*Stored data entries*.
## start
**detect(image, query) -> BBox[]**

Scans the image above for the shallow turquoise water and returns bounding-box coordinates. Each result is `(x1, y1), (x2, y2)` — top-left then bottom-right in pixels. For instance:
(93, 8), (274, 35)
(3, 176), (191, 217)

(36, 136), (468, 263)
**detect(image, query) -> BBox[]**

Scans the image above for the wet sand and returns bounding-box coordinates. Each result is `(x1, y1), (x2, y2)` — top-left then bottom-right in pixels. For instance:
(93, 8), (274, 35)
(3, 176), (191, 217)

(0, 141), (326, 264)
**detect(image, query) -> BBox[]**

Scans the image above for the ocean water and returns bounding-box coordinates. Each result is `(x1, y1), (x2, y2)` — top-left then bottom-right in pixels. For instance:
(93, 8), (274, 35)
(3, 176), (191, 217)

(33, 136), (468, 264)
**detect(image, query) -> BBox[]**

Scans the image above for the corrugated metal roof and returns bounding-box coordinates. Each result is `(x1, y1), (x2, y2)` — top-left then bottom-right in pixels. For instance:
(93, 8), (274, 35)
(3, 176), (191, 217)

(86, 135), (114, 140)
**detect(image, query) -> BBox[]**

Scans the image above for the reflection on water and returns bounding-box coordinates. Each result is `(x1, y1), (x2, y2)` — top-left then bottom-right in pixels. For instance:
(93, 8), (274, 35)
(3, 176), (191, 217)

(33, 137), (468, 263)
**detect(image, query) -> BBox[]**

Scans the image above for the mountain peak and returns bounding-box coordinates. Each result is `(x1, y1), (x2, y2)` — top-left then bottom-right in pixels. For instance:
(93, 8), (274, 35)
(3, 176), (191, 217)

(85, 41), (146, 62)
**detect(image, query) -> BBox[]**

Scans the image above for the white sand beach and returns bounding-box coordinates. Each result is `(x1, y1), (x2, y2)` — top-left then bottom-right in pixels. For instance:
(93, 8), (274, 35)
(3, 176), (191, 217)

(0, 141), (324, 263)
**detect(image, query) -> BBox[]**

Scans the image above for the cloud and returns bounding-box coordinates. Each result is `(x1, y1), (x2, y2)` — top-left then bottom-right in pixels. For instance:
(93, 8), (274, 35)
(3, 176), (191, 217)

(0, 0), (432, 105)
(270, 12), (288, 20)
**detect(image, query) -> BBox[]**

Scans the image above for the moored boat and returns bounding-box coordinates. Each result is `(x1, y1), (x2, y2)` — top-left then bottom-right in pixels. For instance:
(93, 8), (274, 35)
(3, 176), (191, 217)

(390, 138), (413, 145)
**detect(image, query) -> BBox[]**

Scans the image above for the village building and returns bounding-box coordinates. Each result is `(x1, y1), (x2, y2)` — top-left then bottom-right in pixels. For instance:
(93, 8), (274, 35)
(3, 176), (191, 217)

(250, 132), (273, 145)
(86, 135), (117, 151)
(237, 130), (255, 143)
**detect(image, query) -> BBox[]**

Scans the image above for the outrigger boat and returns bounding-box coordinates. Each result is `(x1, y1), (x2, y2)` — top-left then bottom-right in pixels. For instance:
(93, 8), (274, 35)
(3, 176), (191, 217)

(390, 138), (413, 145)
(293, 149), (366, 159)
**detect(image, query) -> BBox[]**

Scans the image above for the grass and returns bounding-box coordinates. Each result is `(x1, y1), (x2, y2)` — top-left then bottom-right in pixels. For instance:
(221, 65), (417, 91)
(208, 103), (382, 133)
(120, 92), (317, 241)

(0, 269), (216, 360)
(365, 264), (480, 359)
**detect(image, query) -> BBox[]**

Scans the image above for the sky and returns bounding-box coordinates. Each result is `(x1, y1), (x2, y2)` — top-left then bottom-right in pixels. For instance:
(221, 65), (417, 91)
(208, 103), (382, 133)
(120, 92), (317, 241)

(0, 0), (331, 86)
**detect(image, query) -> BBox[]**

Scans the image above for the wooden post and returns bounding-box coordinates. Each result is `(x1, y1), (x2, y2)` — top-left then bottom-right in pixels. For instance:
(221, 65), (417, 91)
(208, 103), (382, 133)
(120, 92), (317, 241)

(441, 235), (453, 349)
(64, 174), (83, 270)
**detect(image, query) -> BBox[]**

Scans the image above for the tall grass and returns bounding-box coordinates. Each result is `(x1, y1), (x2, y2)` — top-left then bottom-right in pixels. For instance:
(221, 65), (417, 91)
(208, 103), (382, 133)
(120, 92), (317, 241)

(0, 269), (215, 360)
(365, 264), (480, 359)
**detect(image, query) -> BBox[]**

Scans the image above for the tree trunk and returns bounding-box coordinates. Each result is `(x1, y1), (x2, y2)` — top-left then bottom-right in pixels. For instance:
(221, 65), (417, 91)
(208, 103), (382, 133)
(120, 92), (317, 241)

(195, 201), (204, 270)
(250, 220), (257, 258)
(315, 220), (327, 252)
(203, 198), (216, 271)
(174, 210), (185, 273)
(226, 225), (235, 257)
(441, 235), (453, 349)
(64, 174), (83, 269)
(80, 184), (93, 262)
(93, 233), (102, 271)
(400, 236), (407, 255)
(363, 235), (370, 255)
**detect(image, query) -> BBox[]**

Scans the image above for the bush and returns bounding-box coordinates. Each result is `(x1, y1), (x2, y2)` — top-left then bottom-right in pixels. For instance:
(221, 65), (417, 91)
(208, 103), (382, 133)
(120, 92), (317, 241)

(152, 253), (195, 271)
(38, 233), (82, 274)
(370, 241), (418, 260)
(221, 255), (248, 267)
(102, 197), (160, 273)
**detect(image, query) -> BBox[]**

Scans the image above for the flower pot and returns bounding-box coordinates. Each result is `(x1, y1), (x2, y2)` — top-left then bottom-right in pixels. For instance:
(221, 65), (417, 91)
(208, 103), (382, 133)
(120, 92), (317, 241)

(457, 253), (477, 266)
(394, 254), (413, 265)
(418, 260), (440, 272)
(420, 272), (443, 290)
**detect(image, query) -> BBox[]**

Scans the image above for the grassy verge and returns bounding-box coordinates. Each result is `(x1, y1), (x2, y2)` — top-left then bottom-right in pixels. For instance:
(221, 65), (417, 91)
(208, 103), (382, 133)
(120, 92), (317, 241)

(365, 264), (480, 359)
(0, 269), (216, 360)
## end
*YOUR INSTRUCTIONS*. Copy the entries from the start through the line containing "(86, 135), (114, 140)", both ends included, with their requests. Add 89 to every bounding-box coordinate in the answers and leave the sample coordinates unchanged.

*CORRECT RESULT*.
**detect(image, query) -> BBox[]**

Scans the image above for the shallow turquoise water and returns bounding-box coordinates. Each result is `(x1, y1), (x2, y2)` — top-left then bottom-right in pixels. For instance:
(93, 8), (274, 35)
(3, 176), (191, 217)

(125, 225), (557, 352)
**detect(image, query) -> BBox[]**

Scans the image above for the wet sand and returns bounding-box coordinates. Each result is `(x1, y1), (x2, y2)` — top-left then bottom-right in pixels. For instance:
(93, 8), (274, 35)
(3, 176), (191, 217)

(89, 230), (415, 353)
**detect(image, query) -> BBox[]**

Scans the image above for the ocean water and returns bounding-box coordinates. Each result is `(x1, y1), (x2, y2)` — top-left then bottom-right in pixels. For instance:
(93, 8), (274, 35)
(3, 176), (191, 217)

(122, 225), (557, 353)
**detect(image, query) -> BBox[]**

Scans the image above for the corrugated metal roof and returns bounding-box coordinates. Each result is `(x1, y1), (x2, y2)` — top-left then bottom-right in pixels. For instance:
(93, 8), (274, 35)
(3, 176), (191, 217)

(175, 224), (203, 229)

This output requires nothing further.